RECORDS SUPPLIED Start Marker
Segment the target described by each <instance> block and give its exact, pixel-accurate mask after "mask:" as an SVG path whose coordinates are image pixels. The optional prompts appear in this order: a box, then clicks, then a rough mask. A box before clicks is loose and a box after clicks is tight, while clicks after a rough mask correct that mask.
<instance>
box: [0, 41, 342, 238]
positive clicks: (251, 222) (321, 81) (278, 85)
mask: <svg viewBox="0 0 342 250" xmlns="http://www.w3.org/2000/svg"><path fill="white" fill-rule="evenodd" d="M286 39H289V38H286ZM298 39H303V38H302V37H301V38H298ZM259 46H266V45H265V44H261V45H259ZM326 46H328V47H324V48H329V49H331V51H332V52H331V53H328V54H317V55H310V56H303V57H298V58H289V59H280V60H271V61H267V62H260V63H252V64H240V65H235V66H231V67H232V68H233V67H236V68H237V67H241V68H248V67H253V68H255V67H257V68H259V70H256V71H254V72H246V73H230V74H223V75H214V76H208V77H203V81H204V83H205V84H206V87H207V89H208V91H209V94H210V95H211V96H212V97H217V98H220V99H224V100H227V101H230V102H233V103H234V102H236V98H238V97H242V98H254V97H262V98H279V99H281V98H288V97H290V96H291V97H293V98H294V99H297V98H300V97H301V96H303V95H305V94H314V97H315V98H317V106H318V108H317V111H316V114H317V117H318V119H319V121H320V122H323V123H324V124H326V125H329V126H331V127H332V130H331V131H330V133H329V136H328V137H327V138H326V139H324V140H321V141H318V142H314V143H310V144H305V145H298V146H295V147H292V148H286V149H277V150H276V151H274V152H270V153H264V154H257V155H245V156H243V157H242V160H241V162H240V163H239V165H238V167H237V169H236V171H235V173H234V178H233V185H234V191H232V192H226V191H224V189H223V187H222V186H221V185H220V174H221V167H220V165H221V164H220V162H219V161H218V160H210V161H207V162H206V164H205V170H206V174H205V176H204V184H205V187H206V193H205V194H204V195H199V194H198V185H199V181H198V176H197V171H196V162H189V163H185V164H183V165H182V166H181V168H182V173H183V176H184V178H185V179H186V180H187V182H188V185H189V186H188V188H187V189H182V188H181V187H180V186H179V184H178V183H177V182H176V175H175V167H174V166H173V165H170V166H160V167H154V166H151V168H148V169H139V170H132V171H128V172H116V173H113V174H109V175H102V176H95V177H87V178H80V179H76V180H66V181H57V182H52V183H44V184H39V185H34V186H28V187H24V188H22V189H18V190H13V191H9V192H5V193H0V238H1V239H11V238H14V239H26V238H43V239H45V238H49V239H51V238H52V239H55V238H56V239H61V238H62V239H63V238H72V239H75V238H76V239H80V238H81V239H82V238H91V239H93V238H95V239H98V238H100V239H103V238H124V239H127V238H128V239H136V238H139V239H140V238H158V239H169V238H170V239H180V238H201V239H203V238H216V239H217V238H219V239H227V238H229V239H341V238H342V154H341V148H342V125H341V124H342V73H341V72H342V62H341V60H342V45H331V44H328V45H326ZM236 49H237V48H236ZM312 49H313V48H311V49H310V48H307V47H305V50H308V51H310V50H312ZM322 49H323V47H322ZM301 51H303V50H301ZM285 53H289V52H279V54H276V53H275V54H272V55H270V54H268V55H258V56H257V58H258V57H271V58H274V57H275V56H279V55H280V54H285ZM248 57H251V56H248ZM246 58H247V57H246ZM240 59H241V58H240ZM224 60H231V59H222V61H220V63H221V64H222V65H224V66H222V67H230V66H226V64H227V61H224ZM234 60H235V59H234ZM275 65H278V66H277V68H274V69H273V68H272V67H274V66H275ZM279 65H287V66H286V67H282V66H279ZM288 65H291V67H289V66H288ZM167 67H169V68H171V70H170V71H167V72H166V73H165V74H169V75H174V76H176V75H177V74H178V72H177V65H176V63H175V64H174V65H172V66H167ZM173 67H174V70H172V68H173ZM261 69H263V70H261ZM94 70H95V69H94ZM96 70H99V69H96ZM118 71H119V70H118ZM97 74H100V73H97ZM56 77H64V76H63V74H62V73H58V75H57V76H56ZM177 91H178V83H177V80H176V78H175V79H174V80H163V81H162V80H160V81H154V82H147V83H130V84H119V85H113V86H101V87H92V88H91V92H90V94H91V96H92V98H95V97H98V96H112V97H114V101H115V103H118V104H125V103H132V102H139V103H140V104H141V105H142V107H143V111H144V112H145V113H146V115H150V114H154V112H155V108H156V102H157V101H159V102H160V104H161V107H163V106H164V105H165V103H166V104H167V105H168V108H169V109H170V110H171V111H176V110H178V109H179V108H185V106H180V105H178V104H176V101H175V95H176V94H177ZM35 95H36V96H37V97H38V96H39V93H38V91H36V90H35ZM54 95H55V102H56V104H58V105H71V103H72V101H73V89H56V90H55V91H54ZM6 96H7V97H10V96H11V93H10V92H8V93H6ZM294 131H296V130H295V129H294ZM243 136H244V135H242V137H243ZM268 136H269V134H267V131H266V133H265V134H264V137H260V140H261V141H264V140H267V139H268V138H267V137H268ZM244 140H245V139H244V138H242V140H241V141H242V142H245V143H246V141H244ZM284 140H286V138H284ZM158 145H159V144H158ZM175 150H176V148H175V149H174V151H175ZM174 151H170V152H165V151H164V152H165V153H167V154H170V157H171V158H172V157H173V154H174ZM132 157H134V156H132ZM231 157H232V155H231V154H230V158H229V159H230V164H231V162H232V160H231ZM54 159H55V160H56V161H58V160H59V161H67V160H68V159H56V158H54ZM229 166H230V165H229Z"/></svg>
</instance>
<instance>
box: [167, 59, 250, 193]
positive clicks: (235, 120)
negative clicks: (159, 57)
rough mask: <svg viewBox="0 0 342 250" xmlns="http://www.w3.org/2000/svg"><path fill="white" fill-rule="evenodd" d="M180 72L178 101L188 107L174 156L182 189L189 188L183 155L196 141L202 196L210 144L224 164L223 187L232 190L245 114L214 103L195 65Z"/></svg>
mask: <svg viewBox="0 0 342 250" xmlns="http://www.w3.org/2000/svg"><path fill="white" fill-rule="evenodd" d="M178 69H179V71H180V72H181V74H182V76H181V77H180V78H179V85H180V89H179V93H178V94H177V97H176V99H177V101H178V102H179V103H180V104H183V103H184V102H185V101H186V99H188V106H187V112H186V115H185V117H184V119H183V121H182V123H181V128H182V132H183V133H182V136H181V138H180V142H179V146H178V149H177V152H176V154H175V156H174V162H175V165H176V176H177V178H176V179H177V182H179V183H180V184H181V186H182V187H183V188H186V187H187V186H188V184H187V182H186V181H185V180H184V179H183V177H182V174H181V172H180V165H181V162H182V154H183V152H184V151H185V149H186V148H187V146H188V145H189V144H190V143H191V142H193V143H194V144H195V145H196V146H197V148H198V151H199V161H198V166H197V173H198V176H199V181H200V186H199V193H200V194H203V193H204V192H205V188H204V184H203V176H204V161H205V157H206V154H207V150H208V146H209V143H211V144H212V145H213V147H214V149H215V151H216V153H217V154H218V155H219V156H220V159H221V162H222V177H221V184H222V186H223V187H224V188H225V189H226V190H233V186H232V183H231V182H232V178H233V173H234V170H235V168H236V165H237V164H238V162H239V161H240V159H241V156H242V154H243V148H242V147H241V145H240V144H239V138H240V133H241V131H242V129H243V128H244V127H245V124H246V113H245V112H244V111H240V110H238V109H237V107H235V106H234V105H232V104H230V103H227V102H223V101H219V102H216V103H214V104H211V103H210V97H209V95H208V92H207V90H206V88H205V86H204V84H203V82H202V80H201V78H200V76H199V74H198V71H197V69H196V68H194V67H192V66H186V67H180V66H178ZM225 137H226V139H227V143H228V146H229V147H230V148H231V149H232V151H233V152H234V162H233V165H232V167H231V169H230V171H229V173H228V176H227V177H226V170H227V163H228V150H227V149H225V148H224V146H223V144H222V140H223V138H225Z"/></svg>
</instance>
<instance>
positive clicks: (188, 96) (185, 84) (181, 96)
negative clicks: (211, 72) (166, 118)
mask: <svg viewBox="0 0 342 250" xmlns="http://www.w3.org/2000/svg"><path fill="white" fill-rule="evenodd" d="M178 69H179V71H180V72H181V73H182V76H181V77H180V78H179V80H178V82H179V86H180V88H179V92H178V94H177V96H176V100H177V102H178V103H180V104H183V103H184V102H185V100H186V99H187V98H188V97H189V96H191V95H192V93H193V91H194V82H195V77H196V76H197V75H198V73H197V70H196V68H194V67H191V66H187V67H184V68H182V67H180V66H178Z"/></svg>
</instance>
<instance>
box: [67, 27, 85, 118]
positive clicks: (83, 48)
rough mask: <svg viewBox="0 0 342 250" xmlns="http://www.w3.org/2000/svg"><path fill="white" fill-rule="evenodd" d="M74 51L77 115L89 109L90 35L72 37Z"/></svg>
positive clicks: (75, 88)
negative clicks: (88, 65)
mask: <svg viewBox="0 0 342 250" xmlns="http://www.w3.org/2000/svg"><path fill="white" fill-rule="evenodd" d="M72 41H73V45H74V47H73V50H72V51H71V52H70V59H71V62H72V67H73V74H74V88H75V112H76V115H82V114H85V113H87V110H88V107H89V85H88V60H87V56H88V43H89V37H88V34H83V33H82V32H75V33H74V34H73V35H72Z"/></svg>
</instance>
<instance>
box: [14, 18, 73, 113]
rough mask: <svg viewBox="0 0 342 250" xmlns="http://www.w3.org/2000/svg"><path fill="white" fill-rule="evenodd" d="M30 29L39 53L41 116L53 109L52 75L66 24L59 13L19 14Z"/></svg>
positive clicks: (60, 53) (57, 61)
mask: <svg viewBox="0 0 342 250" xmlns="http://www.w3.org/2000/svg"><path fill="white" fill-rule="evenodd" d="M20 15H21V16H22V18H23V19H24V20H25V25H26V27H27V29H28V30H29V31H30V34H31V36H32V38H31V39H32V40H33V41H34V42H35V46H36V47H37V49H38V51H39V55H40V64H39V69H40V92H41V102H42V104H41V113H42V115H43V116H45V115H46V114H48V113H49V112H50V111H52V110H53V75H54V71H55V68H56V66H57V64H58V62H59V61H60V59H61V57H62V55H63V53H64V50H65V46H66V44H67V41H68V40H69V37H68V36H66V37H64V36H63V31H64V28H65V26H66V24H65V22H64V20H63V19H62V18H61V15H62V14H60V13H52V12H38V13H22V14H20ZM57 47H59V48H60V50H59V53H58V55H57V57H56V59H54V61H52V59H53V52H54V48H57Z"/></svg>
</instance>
RECORDS SUPPLIED End Marker
_YOUR TASK_. Both end lines included, restate word for word the lines above from the line with "positive clicks: (83, 48)" to the line with "positive clicks: (75, 88)", and nothing else.

_RESPONSE_.
positive clicks: (83, 48)
rough mask: <svg viewBox="0 0 342 250" xmlns="http://www.w3.org/2000/svg"><path fill="white" fill-rule="evenodd" d="M74 51L77 115L89 109L90 35L72 37Z"/></svg>
positive clicks: (75, 88)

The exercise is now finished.